Recorded information:
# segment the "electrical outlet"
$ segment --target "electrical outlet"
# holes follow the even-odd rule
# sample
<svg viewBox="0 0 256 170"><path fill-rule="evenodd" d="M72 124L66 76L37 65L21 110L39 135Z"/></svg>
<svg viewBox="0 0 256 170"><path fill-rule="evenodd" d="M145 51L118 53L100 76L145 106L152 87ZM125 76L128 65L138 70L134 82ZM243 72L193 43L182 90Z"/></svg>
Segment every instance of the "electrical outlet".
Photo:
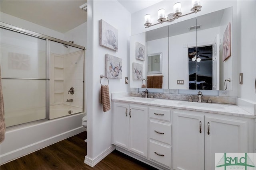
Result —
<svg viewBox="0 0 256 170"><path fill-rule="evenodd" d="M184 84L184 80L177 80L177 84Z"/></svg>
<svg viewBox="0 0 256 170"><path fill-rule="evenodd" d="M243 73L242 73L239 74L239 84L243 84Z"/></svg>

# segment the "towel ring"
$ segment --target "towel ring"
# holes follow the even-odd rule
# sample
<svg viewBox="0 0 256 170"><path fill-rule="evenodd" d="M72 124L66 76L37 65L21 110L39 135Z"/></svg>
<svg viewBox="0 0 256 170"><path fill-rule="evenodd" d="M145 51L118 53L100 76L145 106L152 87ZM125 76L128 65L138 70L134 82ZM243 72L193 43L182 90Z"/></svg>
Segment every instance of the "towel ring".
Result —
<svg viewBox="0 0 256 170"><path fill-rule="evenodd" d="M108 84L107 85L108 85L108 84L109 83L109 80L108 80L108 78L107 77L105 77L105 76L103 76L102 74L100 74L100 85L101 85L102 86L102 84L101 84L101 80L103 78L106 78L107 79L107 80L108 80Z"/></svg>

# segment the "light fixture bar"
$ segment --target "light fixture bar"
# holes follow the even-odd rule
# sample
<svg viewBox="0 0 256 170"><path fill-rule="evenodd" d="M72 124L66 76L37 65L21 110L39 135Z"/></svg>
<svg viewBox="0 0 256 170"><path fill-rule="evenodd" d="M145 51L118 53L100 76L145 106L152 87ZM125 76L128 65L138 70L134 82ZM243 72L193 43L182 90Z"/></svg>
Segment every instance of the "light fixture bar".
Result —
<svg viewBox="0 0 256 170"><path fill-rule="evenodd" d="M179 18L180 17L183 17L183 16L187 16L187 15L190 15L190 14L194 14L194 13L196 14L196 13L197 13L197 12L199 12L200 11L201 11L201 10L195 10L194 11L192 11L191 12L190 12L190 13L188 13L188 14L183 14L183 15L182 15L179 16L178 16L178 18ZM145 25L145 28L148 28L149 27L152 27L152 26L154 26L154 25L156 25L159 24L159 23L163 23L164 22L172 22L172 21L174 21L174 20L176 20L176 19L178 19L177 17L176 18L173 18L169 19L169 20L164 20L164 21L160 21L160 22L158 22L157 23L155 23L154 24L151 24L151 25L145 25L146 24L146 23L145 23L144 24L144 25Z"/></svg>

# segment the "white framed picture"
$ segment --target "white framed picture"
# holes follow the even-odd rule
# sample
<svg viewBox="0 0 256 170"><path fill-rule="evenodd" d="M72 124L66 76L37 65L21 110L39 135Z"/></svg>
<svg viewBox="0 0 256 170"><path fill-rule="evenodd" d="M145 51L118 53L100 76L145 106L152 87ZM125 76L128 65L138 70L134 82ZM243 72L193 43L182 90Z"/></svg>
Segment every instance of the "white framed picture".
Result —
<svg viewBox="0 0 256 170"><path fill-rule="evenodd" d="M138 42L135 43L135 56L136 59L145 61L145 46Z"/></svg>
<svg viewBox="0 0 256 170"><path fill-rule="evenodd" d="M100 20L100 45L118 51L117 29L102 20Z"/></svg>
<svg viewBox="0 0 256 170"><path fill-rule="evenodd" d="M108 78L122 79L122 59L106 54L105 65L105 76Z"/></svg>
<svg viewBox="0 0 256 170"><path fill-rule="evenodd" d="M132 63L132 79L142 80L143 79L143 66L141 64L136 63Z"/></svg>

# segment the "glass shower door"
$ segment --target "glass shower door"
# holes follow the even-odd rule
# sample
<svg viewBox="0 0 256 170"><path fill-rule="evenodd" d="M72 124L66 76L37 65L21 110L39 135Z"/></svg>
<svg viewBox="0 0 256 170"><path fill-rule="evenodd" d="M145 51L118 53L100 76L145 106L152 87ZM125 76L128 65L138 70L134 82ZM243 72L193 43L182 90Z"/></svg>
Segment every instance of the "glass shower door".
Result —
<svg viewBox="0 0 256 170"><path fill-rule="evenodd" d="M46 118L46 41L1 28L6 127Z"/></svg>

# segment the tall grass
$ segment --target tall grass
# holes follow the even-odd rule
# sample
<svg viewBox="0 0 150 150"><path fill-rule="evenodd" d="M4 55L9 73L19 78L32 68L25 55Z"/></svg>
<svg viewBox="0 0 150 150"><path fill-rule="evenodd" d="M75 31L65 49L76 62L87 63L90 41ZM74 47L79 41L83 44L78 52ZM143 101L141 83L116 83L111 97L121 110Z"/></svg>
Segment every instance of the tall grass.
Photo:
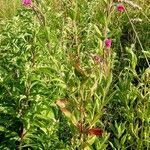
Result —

What this task involves:
Reproduce the data above with "Segment every instance" swapped for "Outline each instance" wherever it occurs, keeping every other line unchanged. Omit the pictures from your answer.

Task answer:
# segment the "electrical outlet"
$ segment --target "electrical outlet"
# holes follow the even-odd rule
# sample
<svg viewBox="0 0 256 170"><path fill-rule="evenodd" d="M72 124L66 76L37 65L21 110L39 135Z"/></svg>
<svg viewBox="0 0 256 170"><path fill-rule="evenodd" d="M145 51L118 53L100 76L145 106L152 87ZM125 76L128 65L138 70L134 82ZM243 72L193 43L182 90Z"/></svg>
Outline each instance of the "electrical outlet".
Photo:
Result —
<svg viewBox="0 0 256 170"><path fill-rule="evenodd" d="M184 84L184 80L177 80L177 84Z"/></svg>
<svg viewBox="0 0 256 170"><path fill-rule="evenodd" d="M243 73L242 73L239 74L239 84L243 84Z"/></svg>

# segment the "towel ring"
$ segment --target "towel ring"
# holes follow the even-odd rule
# sample
<svg viewBox="0 0 256 170"><path fill-rule="evenodd" d="M72 124L66 76L37 65L21 110L39 135Z"/></svg>
<svg viewBox="0 0 256 170"><path fill-rule="evenodd" d="M145 51L118 53L100 76L145 106L152 87ZM125 76L128 65L138 70L134 82ZM243 72L193 43L182 90Z"/></svg>
Outline each instance of the "towel ring".
Result —
<svg viewBox="0 0 256 170"><path fill-rule="evenodd" d="M108 84L107 85L108 85L108 84L109 83L109 80L108 80L108 78L107 77L105 77L105 76L103 76L102 74L100 74L100 85L101 85L102 86L102 84L101 84L101 80L103 78L106 78L107 79L107 80L108 80Z"/></svg>

# segment the "light fixture bar"
$ segment --target "light fixture bar"
# holes follow the even-odd rule
# sample
<svg viewBox="0 0 256 170"><path fill-rule="evenodd" d="M72 124L66 76L37 65L21 110L39 135Z"/></svg>
<svg viewBox="0 0 256 170"><path fill-rule="evenodd" d="M145 51L118 53L100 76L145 106L152 87ZM125 76L128 65L138 70L134 82ZM243 72L193 43L182 90Z"/></svg>
Outline each instance of the "light fixture bar".
Result —
<svg viewBox="0 0 256 170"><path fill-rule="evenodd" d="M179 18L180 17L183 17L183 16L187 16L187 15L190 15L190 14L194 14L194 13L196 14L196 13L197 13L197 12L199 12L200 11L201 11L201 10L195 10L194 11L192 11L191 12L190 12L190 13L188 13L188 14L183 14L183 15L182 15L179 16L178 16L178 18ZM145 25L145 28L148 28L149 27L152 27L152 26L154 26L154 25L156 25L159 24L159 23L163 23L164 22L172 22L172 21L174 21L174 20L176 20L176 19L178 19L177 17L176 18L173 18L169 19L169 20L164 20L164 21L160 21L160 22L158 22L157 23L155 23L154 24L151 24L151 25L145 25L146 24L146 23L145 23L144 24L144 25Z"/></svg>

# segment the "white framed picture"
$ segment --target "white framed picture"
# holes follow the even-odd rule
# sample
<svg viewBox="0 0 256 170"><path fill-rule="evenodd" d="M72 124L66 76L37 65L21 110L39 135Z"/></svg>
<svg viewBox="0 0 256 170"><path fill-rule="evenodd" d="M145 51L118 53L100 76L145 106L152 87ZM125 76L128 65L138 70L134 82ZM243 72L193 43L182 90Z"/></svg>
Outline each instance of the "white framed picture".
Result —
<svg viewBox="0 0 256 170"><path fill-rule="evenodd" d="M138 42L135 43L135 56L136 59L145 61L145 46Z"/></svg>
<svg viewBox="0 0 256 170"><path fill-rule="evenodd" d="M100 20L100 45L118 51L117 29L102 20Z"/></svg>
<svg viewBox="0 0 256 170"><path fill-rule="evenodd" d="M108 78L122 79L122 59L106 54L105 65L105 76Z"/></svg>
<svg viewBox="0 0 256 170"><path fill-rule="evenodd" d="M132 63L132 79L142 80L143 79L143 66L141 64L136 63Z"/></svg>

# segment the "glass shower door"
$ segment --target "glass shower door"
# holes follow the even-odd rule
# sample
<svg viewBox="0 0 256 170"><path fill-rule="evenodd" d="M72 124L66 76L37 65L21 110L39 135Z"/></svg>
<svg viewBox="0 0 256 170"><path fill-rule="evenodd" d="M145 51L118 53L100 76L145 106L152 87ZM125 76L128 65L138 70L134 82ZM243 72L193 43L182 90Z"/></svg>
Outline each instance of the "glass shower door".
Result —
<svg viewBox="0 0 256 170"><path fill-rule="evenodd" d="M46 118L46 41L1 28L6 127Z"/></svg>

# segment the tall grass
$ segment --target tall grass
# holes follow the even-odd rule
# sample
<svg viewBox="0 0 150 150"><path fill-rule="evenodd" d="M4 55L9 73L19 78L32 68L25 55Z"/></svg>
<svg viewBox="0 0 150 150"><path fill-rule="evenodd" d="M75 31L65 49L76 62L87 63L90 41ZM74 47L79 41L83 44L78 52ZM143 101L141 83L116 83L111 97L121 110Z"/></svg>
Outline each instance of the tall grass.
Photo:
Result —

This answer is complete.